■ GIVEN INSTRUCTION
Please rewrite the records from the line with "vineyard -> box" through the end of the records, replacing "unburnt tree" with "healthy tree" and leaving everything else unchanged.

■ RECORDS

━━━

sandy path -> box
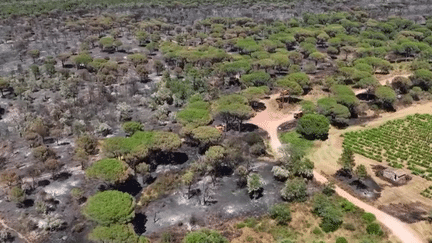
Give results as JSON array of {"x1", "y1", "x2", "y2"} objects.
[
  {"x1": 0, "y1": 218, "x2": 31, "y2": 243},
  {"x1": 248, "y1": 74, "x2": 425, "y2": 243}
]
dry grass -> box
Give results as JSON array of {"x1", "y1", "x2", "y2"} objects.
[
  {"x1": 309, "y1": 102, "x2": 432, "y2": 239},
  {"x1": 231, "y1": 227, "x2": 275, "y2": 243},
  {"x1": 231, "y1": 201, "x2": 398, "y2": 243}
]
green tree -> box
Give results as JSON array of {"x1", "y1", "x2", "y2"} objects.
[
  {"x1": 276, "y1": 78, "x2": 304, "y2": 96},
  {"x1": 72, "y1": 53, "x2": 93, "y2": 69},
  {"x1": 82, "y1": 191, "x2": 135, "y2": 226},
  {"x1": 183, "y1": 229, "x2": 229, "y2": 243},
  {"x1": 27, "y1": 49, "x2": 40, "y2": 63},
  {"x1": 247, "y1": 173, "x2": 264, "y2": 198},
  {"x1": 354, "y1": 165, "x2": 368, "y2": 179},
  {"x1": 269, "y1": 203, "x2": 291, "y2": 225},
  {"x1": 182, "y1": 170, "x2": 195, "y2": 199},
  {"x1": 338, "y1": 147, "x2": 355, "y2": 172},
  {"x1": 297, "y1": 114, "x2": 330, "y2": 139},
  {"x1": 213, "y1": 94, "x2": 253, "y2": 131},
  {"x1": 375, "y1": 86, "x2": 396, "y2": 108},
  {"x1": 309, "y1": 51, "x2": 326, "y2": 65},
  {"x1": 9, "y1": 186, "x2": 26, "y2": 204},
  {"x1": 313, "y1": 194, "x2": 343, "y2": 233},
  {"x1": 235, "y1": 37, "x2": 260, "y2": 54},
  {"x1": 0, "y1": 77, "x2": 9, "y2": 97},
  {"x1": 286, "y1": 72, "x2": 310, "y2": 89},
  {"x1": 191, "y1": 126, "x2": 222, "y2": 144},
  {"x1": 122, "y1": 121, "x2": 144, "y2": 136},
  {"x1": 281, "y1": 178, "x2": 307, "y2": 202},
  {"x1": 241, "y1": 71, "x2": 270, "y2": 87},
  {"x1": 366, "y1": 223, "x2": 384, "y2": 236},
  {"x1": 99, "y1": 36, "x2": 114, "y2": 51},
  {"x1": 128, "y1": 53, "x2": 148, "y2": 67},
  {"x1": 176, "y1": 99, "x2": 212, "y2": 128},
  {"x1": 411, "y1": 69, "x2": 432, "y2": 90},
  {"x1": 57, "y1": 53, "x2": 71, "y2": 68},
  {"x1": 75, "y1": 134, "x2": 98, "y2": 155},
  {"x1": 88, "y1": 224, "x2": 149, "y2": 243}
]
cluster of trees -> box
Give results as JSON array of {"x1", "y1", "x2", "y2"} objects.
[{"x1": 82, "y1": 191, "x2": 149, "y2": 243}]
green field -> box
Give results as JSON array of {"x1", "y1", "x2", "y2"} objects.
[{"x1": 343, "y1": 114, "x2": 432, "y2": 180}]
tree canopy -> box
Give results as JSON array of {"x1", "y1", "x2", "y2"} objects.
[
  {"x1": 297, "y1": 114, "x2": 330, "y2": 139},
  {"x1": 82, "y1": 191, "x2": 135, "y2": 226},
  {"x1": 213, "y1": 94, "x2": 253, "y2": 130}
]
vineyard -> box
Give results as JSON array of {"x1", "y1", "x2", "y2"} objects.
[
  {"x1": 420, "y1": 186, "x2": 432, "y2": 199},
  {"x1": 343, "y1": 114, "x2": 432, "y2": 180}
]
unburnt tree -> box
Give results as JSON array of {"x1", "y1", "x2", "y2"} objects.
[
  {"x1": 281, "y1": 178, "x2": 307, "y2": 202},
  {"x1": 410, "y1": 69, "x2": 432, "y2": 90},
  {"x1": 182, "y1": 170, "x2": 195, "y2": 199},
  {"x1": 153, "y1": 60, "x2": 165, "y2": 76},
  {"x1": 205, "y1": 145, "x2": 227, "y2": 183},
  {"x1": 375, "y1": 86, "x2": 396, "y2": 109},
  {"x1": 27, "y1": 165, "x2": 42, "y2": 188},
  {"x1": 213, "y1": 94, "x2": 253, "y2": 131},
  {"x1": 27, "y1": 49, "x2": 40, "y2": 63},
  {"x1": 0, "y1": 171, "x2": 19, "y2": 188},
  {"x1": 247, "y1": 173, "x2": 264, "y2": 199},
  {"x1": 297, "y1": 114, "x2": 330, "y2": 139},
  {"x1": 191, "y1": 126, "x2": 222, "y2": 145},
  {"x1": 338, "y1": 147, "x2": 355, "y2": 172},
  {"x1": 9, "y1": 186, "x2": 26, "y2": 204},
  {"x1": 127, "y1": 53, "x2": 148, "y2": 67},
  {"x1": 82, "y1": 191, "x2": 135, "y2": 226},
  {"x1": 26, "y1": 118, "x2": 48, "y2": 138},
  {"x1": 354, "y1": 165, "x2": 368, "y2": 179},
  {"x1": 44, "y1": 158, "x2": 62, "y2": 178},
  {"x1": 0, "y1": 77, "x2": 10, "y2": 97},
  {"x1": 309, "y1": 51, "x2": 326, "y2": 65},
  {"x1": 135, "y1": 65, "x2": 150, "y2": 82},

━━━

■ RESULT OF THE EXERCISE
vineyard -> box
Give results as JSON array of {"x1", "y1", "x2", "y2"} objects.
[
  {"x1": 420, "y1": 186, "x2": 432, "y2": 199},
  {"x1": 343, "y1": 114, "x2": 432, "y2": 180}
]
healthy tree -> box
Give results as JSON array of {"x1", "y1", "x2", "y2"} objects.
[
  {"x1": 281, "y1": 178, "x2": 307, "y2": 202},
  {"x1": 410, "y1": 69, "x2": 432, "y2": 90},
  {"x1": 182, "y1": 170, "x2": 195, "y2": 199},
  {"x1": 153, "y1": 60, "x2": 165, "y2": 76},
  {"x1": 205, "y1": 145, "x2": 227, "y2": 183},
  {"x1": 375, "y1": 86, "x2": 396, "y2": 109},
  {"x1": 27, "y1": 165, "x2": 42, "y2": 188},
  {"x1": 213, "y1": 94, "x2": 253, "y2": 131},
  {"x1": 27, "y1": 49, "x2": 40, "y2": 63},
  {"x1": 0, "y1": 171, "x2": 19, "y2": 188},
  {"x1": 247, "y1": 173, "x2": 264, "y2": 199},
  {"x1": 297, "y1": 114, "x2": 330, "y2": 139},
  {"x1": 191, "y1": 126, "x2": 222, "y2": 145},
  {"x1": 338, "y1": 147, "x2": 355, "y2": 172},
  {"x1": 9, "y1": 186, "x2": 26, "y2": 204},
  {"x1": 127, "y1": 53, "x2": 148, "y2": 67},
  {"x1": 82, "y1": 191, "x2": 135, "y2": 226},
  {"x1": 26, "y1": 118, "x2": 48, "y2": 138},
  {"x1": 354, "y1": 165, "x2": 368, "y2": 179},
  {"x1": 44, "y1": 158, "x2": 62, "y2": 178},
  {"x1": 0, "y1": 77, "x2": 10, "y2": 97},
  {"x1": 309, "y1": 51, "x2": 326, "y2": 65},
  {"x1": 135, "y1": 65, "x2": 150, "y2": 82},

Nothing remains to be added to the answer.